PROBLEM TO SOLVE =>
Copy out exactly the lines from the one containing "Practice step: identify the white lamp" to the end of the records below, both included, and nothing else.

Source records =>

* Start *

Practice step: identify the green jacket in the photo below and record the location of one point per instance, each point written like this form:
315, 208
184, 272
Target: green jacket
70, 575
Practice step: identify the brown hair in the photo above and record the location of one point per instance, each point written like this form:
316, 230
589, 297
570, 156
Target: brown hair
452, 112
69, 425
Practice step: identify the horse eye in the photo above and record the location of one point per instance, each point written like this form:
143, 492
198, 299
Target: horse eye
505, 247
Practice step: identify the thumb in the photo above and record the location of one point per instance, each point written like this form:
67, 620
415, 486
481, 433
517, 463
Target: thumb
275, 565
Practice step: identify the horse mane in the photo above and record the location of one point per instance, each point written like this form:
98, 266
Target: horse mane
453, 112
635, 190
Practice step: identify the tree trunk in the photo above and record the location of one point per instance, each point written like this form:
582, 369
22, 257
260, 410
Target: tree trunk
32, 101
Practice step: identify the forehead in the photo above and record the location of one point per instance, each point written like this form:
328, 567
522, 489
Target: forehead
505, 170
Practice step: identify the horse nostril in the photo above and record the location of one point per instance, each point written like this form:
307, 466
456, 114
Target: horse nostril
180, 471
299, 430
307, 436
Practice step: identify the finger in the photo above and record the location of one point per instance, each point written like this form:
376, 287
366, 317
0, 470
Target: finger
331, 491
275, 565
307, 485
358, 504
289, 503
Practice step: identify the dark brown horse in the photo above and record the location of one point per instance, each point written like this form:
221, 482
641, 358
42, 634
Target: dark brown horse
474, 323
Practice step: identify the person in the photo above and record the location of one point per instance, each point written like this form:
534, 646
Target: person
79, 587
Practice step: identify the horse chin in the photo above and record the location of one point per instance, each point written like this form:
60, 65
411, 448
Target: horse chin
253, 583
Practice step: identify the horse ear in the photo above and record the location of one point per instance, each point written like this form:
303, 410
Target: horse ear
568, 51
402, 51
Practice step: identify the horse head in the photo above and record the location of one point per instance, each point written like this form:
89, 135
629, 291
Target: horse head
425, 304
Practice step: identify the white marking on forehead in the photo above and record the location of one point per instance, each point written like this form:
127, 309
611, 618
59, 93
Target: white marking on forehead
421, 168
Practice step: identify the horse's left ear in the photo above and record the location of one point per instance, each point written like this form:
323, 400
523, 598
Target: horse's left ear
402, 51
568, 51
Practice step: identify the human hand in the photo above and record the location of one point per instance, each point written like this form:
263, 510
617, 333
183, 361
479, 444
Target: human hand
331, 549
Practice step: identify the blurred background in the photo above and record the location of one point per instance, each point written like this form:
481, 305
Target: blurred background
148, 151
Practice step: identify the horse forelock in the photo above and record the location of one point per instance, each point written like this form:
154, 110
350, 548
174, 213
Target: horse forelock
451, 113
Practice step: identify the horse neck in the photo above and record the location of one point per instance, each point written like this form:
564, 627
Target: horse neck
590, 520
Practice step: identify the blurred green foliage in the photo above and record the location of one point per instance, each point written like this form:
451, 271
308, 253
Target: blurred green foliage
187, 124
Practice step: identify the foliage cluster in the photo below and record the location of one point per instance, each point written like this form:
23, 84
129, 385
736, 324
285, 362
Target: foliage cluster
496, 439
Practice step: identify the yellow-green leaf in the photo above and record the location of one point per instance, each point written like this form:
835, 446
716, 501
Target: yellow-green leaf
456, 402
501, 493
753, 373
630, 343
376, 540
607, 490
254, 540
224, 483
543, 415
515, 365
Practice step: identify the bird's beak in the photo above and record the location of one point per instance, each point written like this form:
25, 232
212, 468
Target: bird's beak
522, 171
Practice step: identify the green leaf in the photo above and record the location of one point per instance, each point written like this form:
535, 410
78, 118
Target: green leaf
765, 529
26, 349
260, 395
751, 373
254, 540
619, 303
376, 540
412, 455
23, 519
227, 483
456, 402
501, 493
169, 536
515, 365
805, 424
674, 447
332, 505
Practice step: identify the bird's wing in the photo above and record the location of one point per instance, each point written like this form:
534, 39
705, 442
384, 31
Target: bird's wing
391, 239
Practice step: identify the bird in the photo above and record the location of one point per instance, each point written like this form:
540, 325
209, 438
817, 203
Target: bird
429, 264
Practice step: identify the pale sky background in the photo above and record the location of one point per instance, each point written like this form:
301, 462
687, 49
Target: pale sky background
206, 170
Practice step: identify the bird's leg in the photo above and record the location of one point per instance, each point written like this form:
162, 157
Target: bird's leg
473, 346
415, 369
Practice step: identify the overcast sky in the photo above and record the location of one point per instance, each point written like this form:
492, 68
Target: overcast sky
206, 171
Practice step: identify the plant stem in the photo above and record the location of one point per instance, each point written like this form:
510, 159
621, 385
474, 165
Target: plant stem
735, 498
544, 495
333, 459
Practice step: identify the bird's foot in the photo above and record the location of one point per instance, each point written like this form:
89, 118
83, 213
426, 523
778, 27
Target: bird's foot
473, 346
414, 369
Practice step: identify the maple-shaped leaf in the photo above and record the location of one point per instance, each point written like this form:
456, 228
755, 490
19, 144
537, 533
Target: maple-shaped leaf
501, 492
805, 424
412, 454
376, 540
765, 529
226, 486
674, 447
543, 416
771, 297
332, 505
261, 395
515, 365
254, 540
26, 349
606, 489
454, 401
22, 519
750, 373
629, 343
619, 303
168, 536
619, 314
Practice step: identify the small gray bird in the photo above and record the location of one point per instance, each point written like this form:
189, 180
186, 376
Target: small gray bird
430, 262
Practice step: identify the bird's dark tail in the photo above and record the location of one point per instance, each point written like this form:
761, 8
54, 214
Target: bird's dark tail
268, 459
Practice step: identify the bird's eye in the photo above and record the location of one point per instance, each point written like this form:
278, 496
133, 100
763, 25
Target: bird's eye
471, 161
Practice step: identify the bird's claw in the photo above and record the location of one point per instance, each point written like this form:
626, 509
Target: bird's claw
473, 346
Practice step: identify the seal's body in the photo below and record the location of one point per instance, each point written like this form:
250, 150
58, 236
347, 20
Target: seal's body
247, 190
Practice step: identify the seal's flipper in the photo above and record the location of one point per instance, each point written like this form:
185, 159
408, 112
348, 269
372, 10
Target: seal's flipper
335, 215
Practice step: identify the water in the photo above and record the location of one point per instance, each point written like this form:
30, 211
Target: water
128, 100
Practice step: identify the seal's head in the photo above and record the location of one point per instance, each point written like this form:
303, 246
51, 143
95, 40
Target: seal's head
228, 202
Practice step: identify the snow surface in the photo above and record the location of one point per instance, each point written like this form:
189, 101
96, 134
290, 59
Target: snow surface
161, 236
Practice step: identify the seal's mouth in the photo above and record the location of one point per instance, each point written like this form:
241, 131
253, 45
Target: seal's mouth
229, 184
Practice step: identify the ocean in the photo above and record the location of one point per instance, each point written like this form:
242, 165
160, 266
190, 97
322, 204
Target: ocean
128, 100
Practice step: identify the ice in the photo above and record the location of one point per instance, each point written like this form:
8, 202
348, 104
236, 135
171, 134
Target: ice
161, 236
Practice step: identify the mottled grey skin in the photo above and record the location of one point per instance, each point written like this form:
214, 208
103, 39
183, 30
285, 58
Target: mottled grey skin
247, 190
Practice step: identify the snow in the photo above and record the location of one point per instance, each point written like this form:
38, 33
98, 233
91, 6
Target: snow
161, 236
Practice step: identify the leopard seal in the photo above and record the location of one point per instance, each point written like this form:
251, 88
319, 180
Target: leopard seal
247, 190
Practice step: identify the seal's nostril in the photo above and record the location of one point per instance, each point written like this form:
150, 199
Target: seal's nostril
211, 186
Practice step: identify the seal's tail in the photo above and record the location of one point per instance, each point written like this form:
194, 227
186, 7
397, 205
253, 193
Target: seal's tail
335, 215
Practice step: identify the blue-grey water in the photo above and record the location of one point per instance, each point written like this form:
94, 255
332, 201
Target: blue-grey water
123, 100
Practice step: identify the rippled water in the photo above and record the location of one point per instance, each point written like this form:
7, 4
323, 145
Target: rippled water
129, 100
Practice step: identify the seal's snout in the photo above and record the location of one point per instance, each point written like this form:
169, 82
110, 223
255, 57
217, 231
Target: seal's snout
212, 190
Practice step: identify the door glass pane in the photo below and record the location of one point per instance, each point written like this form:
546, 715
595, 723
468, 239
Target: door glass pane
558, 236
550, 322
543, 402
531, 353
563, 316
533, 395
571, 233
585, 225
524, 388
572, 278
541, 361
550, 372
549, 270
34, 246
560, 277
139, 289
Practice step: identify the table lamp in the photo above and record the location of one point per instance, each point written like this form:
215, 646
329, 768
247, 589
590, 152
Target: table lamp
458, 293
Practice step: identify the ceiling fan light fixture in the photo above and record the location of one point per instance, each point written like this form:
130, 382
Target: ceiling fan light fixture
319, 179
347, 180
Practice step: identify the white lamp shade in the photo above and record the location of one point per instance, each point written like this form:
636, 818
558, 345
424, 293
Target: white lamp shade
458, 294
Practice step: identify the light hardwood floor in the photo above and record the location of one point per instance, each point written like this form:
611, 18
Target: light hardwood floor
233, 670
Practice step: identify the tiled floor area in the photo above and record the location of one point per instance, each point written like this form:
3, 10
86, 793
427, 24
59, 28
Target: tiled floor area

* End *

FULL RESPONSE =>
Practice step: identify the white lamp shade in the photo above and record the location of one point per instance, each point written like this form:
636, 818
558, 345
424, 293
Target: white lamp shade
458, 294
Practice step: identify the light hardwood floor in the photo above and record the location of one point per instance, each point written like this form:
611, 18
Target: light hardwood floor
233, 670
Practice step: identify the tiled floor area in the photo above and record the location of one point per instance, each point written like this form:
3, 10
86, 793
427, 24
59, 28
Target: tiled floor area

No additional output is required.